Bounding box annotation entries
****
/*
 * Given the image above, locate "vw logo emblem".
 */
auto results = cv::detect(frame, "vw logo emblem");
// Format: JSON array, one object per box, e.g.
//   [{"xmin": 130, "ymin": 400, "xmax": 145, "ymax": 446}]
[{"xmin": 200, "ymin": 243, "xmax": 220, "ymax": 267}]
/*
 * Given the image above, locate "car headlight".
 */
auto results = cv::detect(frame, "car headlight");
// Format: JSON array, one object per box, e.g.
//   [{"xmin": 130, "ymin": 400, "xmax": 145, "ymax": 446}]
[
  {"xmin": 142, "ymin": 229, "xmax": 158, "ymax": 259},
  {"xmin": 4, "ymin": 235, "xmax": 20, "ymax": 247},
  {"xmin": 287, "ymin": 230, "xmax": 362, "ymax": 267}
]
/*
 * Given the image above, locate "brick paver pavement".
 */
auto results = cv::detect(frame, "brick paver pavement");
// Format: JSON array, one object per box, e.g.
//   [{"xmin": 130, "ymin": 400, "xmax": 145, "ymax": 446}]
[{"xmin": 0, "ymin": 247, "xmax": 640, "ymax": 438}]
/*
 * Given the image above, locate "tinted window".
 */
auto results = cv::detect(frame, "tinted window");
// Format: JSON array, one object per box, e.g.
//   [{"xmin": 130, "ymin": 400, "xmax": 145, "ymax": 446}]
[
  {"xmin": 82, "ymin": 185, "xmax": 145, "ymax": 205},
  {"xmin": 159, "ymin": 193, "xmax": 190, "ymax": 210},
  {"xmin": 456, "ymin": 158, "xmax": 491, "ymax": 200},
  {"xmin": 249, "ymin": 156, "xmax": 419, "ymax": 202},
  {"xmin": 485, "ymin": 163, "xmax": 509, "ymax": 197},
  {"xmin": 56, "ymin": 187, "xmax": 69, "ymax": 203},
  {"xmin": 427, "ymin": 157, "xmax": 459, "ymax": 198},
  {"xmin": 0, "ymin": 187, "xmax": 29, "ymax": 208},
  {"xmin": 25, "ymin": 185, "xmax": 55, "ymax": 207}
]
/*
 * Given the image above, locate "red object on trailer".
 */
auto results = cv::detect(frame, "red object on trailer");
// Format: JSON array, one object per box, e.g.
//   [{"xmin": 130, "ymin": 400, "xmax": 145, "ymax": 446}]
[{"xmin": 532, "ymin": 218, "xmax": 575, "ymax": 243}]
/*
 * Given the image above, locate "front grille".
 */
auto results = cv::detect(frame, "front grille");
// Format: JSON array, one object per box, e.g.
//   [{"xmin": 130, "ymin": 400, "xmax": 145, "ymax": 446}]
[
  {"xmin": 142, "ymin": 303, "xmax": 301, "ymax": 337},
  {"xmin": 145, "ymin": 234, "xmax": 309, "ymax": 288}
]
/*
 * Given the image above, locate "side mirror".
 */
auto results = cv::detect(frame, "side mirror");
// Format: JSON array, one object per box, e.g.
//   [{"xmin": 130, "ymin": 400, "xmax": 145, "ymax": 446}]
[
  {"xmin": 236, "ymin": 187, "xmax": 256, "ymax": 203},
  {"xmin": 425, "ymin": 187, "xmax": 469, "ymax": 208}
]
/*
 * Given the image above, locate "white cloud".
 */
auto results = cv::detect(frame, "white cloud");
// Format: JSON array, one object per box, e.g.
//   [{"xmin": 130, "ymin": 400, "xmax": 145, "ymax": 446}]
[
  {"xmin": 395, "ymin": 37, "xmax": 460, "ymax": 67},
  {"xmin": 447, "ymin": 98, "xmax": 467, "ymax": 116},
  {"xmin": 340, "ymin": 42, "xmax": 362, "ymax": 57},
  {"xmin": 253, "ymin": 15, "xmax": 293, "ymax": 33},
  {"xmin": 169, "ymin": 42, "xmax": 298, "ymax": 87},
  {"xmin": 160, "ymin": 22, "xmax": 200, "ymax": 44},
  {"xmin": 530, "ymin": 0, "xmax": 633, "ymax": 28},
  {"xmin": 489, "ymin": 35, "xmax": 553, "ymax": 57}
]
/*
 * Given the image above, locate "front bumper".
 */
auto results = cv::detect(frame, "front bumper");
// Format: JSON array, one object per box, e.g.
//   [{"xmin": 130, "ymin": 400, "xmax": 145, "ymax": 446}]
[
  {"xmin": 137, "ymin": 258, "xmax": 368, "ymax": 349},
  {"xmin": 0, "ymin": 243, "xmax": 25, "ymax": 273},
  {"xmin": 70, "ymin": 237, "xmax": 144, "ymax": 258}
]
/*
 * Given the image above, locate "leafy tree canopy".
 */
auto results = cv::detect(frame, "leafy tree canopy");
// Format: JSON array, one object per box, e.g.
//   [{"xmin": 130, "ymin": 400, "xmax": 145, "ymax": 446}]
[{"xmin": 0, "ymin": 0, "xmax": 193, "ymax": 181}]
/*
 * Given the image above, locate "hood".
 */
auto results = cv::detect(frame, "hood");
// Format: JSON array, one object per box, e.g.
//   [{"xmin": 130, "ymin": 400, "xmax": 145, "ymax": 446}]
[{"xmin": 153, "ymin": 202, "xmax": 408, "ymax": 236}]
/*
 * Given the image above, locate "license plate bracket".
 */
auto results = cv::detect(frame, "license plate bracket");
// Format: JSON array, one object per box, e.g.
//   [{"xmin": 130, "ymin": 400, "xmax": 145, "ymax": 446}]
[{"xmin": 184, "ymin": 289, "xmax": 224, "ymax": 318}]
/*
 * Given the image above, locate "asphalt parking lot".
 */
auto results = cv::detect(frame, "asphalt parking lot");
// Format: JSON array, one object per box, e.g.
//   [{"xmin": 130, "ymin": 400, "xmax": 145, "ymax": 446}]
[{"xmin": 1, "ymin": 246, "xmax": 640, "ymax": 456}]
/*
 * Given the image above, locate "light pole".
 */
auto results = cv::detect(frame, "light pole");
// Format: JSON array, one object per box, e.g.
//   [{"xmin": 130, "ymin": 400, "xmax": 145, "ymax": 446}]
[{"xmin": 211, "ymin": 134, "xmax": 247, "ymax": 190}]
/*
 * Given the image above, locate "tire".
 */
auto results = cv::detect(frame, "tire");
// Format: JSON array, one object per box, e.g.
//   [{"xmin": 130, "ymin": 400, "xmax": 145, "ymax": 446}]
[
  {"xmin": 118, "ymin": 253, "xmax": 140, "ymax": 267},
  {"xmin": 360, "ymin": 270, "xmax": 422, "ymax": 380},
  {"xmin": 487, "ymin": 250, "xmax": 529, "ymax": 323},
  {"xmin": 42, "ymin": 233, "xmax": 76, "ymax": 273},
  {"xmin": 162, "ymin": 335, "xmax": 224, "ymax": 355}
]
****
Give all the records again. Match them exactly.

/*
 * Given the image above, locate "vw logo emblem".
 */
auto results = cv::detect(frame, "vw logo emblem");
// Format: JSON array, one object per box, e.g.
//   [{"xmin": 130, "ymin": 400, "xmax": 145, "ymax": 446}]
[{"xmin": 200, "ymin": 243, "xmax": 220, "ymax": 267}]
/*
 * Given the image above, locate "car headlight".
 */
auto results = cv::detect(frame, "car headlight");
// Format: JSON array, one object per box, e.g.
//   [{"xmin": 130, "ymin": 400, "xmax": 145, "ymax": 446}]
[
  {"xmin": 142, "ymin": 229, "xmax": 158, "ymax": 259},
  {"xmin": 4, "ymin": 235, "xmax": 20, "ymax": 247},
  {"xmin": 287, "ymin": 230, "xmax": 362, "ymax": 267}
]
/*
 * Given the image above, locate "brick paver pavement".
 */
auto results = cv::detect(frame, "brick paver pavement");
// Format: JSON array, one object per box, e.g.
//   [{"xmin": 130, "ymin": 400, "xmax": 145, "ymax": 446}]
[{"xmin": 0, "ymin": 247, "xmax": 640, "ymax": 438}]
/*
 * Given the image above, locate "tinted window".
 */
auto results = cv::detect(frame, "tinted window");
// Format: JSON array, one object per box, e.g.
//   [{"xmin": 130, "ymin": 400, "xmax": 145, "ymax": 446}]
[
  {"xmin": 82, "ymin": 185, "xmax": 145, "ymax": 205},
  {"xmin": 159, "ymin": 193, "xmax": 190, "ymax": 210},
  {"xmin": 456, "ymin": 158, "xmax": 491, "ymax": 200},
  {"xmin": 249, "ymin": 156, "xmax": 419, "ymax": 202},
  {"xmin": 485, "ymin": 163, "xmax": 509, "ymax": 197},
  {"xmin": 56, "ymin": 187, "xmax": 69, "ymax": 203},
  {"xmin": 427, "ymin": 157, "xmax": 459, "ymax": 198},
  {"xmin": 0, "ymin": 187, "xmax": 29, "ymax": 208},
  {"xmin": 25, "ymin": 185, "xmax": 55, "ymax": 207}
]
/*
 * Given the image above, locate "red object on trailer".
 */
auto results = cv::detect(frame, "red object on trailer");
// Format: JSON array, one object per box, e.g.
//   [{"xmin": 130, "ymin": 400, "xmax": 145, "ymax": 446}]
[{"xmin": 532, "ymin": 218, "xmax": 575, "ymax": 243}]
/*
 * Given the image above, locate "front grille".
 */
auto results = cv::detect(frame, "front grille");
// Format: JSON array, one object per box, e.g.
//   [{"xmin": 130, "ymin": 400, "xmax": 145, "ymax": 446}]
[
  {"xmin": 142, "ymin": 303, "xmax": 301, "ymax": 337},
  {"xmin": 145, "ymin": 234, "xmax": 309, "ymax": 288}
]
/*
 * Given the image above, locate "side mirror".
 */
auto results = cv::detect(frame, "side mirror");
// Format: JSON array, one object per box, e.g.
//   [{"xmin": 130, "ymin": 400, "xmax": 145, "ymax": 446}]
[
  {"xmin": 236, "ymin": 187, "xmax": 256, "ymax": 203},
  {"xmin": 425, "ymin": 187, "xmax": 469, "ymax": 208}
]
/*
 * Given the image above, locate "white cloud".
 */
auto results = cv::detect(frame, "white cloud");
// Format: JSON array, one object per box, e.g.
//   [{"xmin": 130, "ymin": 400, "xmax": 145, "ymax": 446}]
[
  {"xmin": 395, "ymin": 37, "xmax": 460, "ymax": 67},
  {"xmin": 447, "ymin": 98, "xmax": 467, "ymax": 116},
  {"xmin": 340, "ymin": 42, "xmax": 362, "ymax": 57},
  {"xmin": 253, "ymin": 15, "xmax": 293, "ymax": 33},
  {"xmin": 169, "ymin": 42, "xmax": 298, "ymax": 87},
  {"xmin": 160, "ymin": 22, "xmax": 200, "ymax": 44},
  {"xmin": 530, "ymin": 0, "xmax": 633, "ymax": 28},
  {"xmin": 489, "ymin": 35, "xmax": 553, "ymax": 57}
]
/*
 * Given the image above, locate "front bumper".
 */
auto results = cv::detect(frame, "front bumper");
// Format: JSON array, one object per box, e.g.
//   [{"xmin": 130, "ymin": 400, "xmax": 145, "ymax": 446}]
[
  {"xmin": 137, "ymin": 258, "xmax": 368, "ymax": 349},
  {"xmin": 0, "ymin": 243, "xmax": 25, "ymax": 273},
  {"xmin": 70, "ymin": 237, "xmax": 144, "ymax": 258}
]
/*
 * Given the image above, locate "leafy tree canopy".
 */
auto results = cv::detect(frame, "leafy tree canopy");
// Format: JSON array, one object per box, e.g.
//   [{"xmin": 130, "ymin": 400, "xmax": 145, "ymax": 446}]
[{"xmin": 0, "ymin": 0, "xmax": 193, "ymax": 181}]
/*
 * Given the image above, locate "hood".
 */
auto results = cv::detect(frame, "hood");
// Format: JSON array, one object per box, e.g.
//   [{"xmin": 130, "ymin": 400, "xmax": 145, "ymax": 446}]
[{"xmin": 153, "ymin": 202, "xmax": 408, "ymax": 236}]
/*
 * Given the image above, locate "license plate bracket".
 */
auto results = cv::detect(frame, "license plate bracket");
// Format: JSON array, one object per box, e.g.
//   [{"xmin": 130, "ymin": 400, "xmax": 145, "ymax": 446}]
[{"xmin": 184, "ymin": 289, "xmax": 224, "ymax": 318}]
/*
 * Given the image above, locate "asphalt parking lot".
 */
auto results = cv::detect(frame, "asphalt parking lot");
// Format: JSON array, one object per box, e.g.
//   [{"xmin": 130, "ymin": 400, "xmax": 145, "ymax": 446}]
[{"xmin": 1, "ymin": 246, "xmax": 640, "ymax": 456}]
/*
 * Given the image above, locate "light pole".
 */
auto results = cv::detect(frame, "light pole");
// Format: JSON array, one object per box, e.g.
//   [{"xmin": 130, "ymin": 400, "xmax": 145, "ymax": 446}]
[{"xmin": 211, "ymin": 134, "xmax": 247, "ymax": 190}]
/*
 * Given the image above, locate "tire".
 */
auto results = cv::detect(frame, "tire");
// Format: JSON array, one object per box, e.g.
//   [{"xmin": 130, "ymin": 400, "xmax": 145, "ymax": 446}]
[
  {"xmin": 118, "ymin": 253, "xmax": 140, "ymax": 267},
  {"xmin": 360, "ymin": 270, "xmax": 422, "ymax": 380},
  {"xmin": 487, "ymin": 250, "xmax": 529, "ymax": 323},
  {"xmin": 42, "ymin": 233, "xmax": 76, "ymax": 273},
  {"xmin": 162, "ymin": 335, "xmax": 224, "ymax": 355}
]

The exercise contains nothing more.